* SELECTED PASSAGE *
Last Updated on 2022-09-19 by Clay

Problem

You are given two non-empty linked lists representing two non-negative integers. The digits are stored in reverse order, and each of their nodes contains a single digit. Add the two numbers and return the sum as a linked list.

You may assume the two numbers do not contain any leading zero, except the number 0 itself.

Example:

Input: l1 = [2,4,3], l2 = [5,6,4]
Output: [7,0,8]
Explanation: 342 + 465 = 807.


In this problem, we will get the two linked-list data structure, and then we will sum their value and return the linked-list result.


Solution

In the first try, I build the third linked list and store the sum value of two linked list value. It seems fairly intuitive at first glance, but the actual running results show that I use more memory than others.

After thinking about if, I finally thought of using only one linked list to add the value of the other linked list, and confirming the carry at any time. So that I do not have to access a third linked list.

In this case, it is divided into three situations (assume I store the sum value into L1):

  • L1 ends first: directly point next to the remaining links of L2, and return the result
  • L2 ends first: directly return the L1 result
  • L1 and L2 end at the same time: also return result directly


C++ Sample Code

/**
 * Definition for singly-linked list.

* SUPPLIED DATA *
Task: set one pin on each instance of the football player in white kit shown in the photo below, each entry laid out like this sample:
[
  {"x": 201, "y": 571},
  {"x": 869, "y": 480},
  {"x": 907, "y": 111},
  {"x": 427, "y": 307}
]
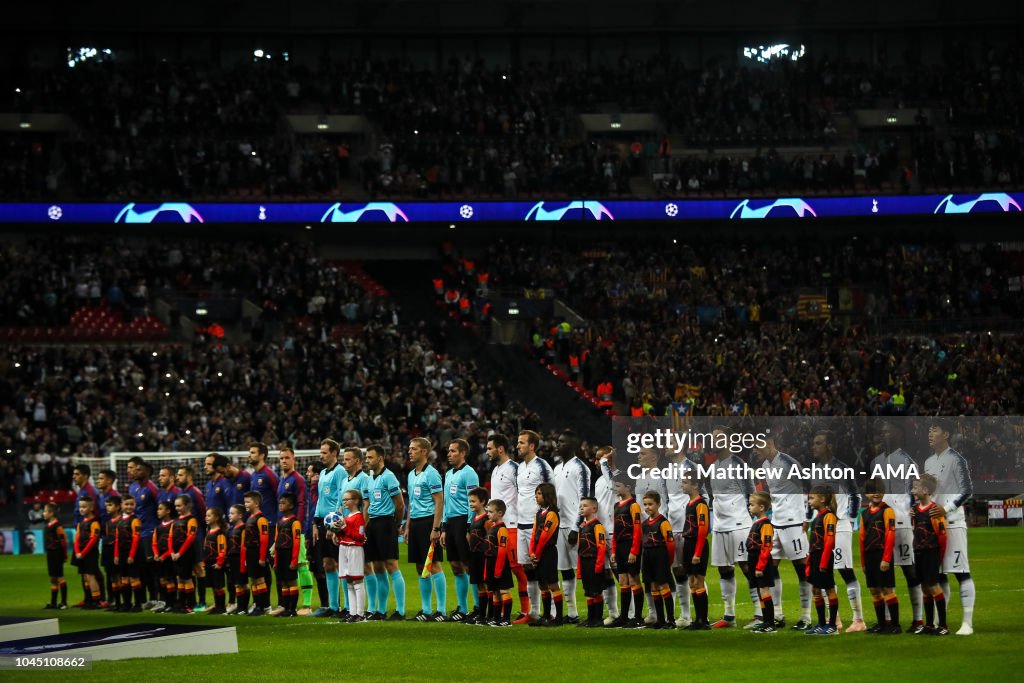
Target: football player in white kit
[
  {"x": 788, "y": 513},
  {"x": 899, "y": 498},
  {"x": 954, "y": 487},
  {"x": 847, "y": 509},
  {"x": 504, "y": 487},
  {"x": 604, "y": 492},
  {"x": 532, "y": 471},
  {"x": 730, "y": 526}
]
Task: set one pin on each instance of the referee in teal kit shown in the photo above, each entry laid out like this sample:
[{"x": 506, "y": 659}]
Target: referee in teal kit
[
  {"x": 459, "y": 480},
  {"x": 386, "y": 511}
]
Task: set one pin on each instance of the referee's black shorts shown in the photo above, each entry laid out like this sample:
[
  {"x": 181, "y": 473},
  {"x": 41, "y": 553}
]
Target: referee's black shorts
[
  {"x": 382, "y": 540},
  {"x": 419, "y": 532}
]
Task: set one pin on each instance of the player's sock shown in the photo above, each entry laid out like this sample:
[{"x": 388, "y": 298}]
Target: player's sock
[
  {"x": 371, "y": 583},
  {"x": 637, "y": 601},
  {"x": 342, "y": 593},
  {"x": 398, "y": 583},
  {"x": 683, "y": 596},
  {"x": 880, "y": 605},
  {"x": 462, "y": 591},
  {"x": 332, "y": 591},
  {"x": 523, "y": 584},
  {"x": 892, "y": 603},
  {"x": 833, "y": 606},
  {"x": 625, "y": 598},
  {"x": 940, "y": 607},
  {"x": 819, "y": 606},
  {"x": 967, "y": 600},
  {"x": 440, "y": 591},
  {"x": 425, "y": 586},
  {"x": 768, "y": 610},
  {"x": 728, "y": 588},
  {"x": 325, "y": 597},
  {"x": 805, "y": 599},
  {"x": 670, "y": 605},
  {"x": 853, "y": 594},
  {"x": 536, "y": 596},
  {"x": 568, "y": 590},
  {"x": 916, "y": 600},
  {"x": 700, "y": 604},
  {"x": 357, "y": 600},
  {"x": 608, "y": 597}
]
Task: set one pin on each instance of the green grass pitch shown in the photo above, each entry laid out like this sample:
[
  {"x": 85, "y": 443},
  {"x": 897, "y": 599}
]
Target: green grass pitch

* TASK DESCRIPTION *
Quote the linked-list addition write-up word for word, starting at "After thinking about" and ending at "for singly-linked list.".

* EXERCISE SOLUTION *
After thinking about if, I finally thought of using only one linked list to add the value of the other linked list, and confirming the carry at any time. So that I do not have to access a third linked list.

In this case, it is divided into three situations (assume I store the sum value into L1):

  • L1 ends first: directly point next to the remaining links of L2, and return the result
  • L2 ends first: directly return the L1 result
  • L1 and L2 end at the same time: also return result directly


C++ Sample Code

/**
 * Definition for singly-linked list.